[SET EXERCISE]: Locate each line in the listing below that contains the string "cluster" with the same capitalization, and copy every such line.

[AVAILABLE DATA]:
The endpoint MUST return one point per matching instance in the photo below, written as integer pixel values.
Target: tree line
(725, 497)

...

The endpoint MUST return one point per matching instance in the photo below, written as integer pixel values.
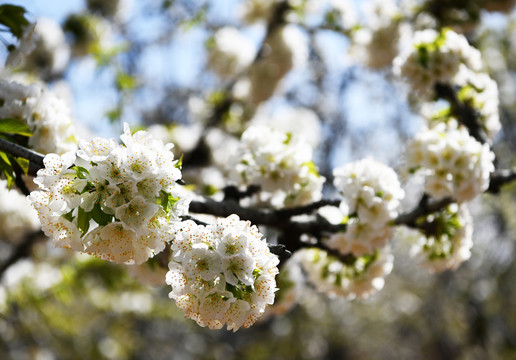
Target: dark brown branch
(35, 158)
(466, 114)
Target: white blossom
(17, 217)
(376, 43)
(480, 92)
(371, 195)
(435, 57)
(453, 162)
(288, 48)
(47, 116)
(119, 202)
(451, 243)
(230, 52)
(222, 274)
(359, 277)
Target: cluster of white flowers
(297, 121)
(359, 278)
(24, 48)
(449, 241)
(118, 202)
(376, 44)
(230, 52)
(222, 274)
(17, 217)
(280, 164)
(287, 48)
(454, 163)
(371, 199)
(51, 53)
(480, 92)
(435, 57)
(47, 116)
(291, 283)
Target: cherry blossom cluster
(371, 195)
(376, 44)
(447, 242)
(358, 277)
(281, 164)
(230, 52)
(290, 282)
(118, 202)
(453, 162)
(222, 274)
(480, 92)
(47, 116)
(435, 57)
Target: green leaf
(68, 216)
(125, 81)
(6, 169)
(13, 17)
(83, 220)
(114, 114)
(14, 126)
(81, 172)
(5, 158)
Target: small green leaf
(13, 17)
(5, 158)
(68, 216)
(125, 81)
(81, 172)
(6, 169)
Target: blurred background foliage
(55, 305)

[THE SOLUTION]:
Target: cluster of white flowers
Target: cherry blossom cluster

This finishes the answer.